Verilen metin -
____

15 Haziran 1925’te
İzmir’in Menemen ilçesinde doğdu. İlk ve orta öğretiminin büyük bir bölümünü
İzmir’de ve babasının işi dolayısıyla gittikleri farklı şehirlerde tamamladı.
Gençlik yıllarının başında İzmir Atatürk Lisesi henüz birinci sınıfındayken,
kız arkadaşına yazdığı Nazım Hikmet şiirleri ile yakalanınca, 1942 Şubat’ında
tutuklandı ve okuldan atıldı. Üç hafta gözetim altında kalan Attila İlhan, iki
ay hapis yattı.
Türkiye’nin hiçbir yerinde okuyamayacağına dair bir belge verilince de eğitim
hayatına ara vermek zorunda kaldı. Danıştay kararıyla, 1944 yılında okuma
hakkını tekrar kazanınca, eğitim hayatına devam etmek için İstanbul Işık
Lisesi’ne yazıldı.
Sanat hayatı ve Paris yılları
Lise son sınıftayken amcasının kendisinden habersiz
katıldığı CHP Şiir Armağanı’nda, ‘’Cebbaroğlu Mehemmed’’ şiiriyle pek çok ünlü
şairi geride bırakarak ikincilik ödülünü kazandı. Bu ödül kendisi için kuşkusuz
büyük mutluluk kaynağı olmuştu. 1946′da mezun olduktan sonra İstanbul Hukuk
Fakültesi’ne kaydoldu. Sanatçı, başarılı geçen üniversite yıllarında “Yığın” ve
“Gün” gibi dergilerde ilk şiirlerini yayımlamaya başladı. Hukuk Fakültesi’ndeki
yüksek öğrenimini yarıda bırakan Attila İlhan, 1949 yılında üniversite 2.

____

Toplanan veriler:
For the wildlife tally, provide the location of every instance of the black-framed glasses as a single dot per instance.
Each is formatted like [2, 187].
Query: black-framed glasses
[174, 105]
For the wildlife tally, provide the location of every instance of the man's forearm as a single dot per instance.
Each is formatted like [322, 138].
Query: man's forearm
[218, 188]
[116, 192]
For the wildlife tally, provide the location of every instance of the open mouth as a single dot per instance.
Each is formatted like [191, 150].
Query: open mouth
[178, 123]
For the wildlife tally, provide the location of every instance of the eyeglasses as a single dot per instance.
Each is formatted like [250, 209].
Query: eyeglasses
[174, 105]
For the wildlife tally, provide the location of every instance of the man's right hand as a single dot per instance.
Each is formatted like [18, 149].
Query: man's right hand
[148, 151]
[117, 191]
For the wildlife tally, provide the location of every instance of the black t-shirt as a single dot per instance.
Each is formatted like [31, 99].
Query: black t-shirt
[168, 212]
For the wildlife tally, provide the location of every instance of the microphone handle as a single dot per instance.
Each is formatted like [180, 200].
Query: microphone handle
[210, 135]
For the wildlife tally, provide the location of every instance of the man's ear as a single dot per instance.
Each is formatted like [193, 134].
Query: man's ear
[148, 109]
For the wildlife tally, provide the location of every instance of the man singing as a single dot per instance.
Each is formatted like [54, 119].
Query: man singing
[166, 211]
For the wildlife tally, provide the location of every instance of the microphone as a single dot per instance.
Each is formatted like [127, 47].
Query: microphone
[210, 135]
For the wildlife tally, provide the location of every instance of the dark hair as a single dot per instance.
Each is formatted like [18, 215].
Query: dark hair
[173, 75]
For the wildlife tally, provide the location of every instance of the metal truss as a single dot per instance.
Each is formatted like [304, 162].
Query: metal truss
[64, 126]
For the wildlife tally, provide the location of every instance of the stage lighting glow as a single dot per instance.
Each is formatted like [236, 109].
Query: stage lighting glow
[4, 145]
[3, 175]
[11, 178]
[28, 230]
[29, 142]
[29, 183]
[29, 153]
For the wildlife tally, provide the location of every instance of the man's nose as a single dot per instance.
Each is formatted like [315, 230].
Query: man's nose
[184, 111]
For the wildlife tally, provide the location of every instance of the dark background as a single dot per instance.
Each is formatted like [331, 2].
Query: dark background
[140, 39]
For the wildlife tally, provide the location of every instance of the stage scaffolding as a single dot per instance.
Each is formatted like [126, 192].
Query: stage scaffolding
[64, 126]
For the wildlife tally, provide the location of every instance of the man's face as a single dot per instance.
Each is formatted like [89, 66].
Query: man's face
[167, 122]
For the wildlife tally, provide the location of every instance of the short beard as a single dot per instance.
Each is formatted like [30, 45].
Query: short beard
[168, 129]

____

Verilen görev A -
Attila İlhan'ın hayatını anlatan metne göre, CHP Şiir Armağanı'nda ikincilik ödülünü kazandıran şiirin adı nedir?
Verilen görev B -
Attila İlhan'ın hayatını anlatan metni kaldığı yerden sürdür.

Görev çıktısı A -
Cebbaroğlu Mehemmed

Görev çıktısı B -
sınıftayken Nazım Hikmet’i kurtarma hareketine katılmak üzere Paris’e gitti. Bu
harekette aktif rol oynayan sanatçı, ilk kez gittiği Paris’te Fransız toplum
yapısı ve Paris’te yaşadığı çevreye ilişkin gözlemler yaptı. Yaptığı gözlemleri,
daha sonra ortaya koyduğu eserlerinde birçok karaktere ve olaya büründürdü.
Türkiye’ye geri döndüğünde başı sıklıkla polisle derde girdi ve birkaç kez
gözaltına alındı. Sansaryan Han’daki sorgulamalar; ölüm, tehlike, gerilim
temalarını işlediği eserlerinde önemli rol oynadı. 1951 yılında Gerçek
Gazetesi’nde yayınlanan bir yazısından dolayı soruşturmaya uğrayınca tekrar
Paris’e gitti. Fransa’daki bu dönem sanatçının Fransızcayı ve Marksizm’i
öğrendiği yıllardı. 1950’li yılları İstanbul-Paris-İzmir üçgeni arasında
geçiren İlhan’ın ismi yavaş yavaş Türkiye çapında duyulmaya başlamıştı.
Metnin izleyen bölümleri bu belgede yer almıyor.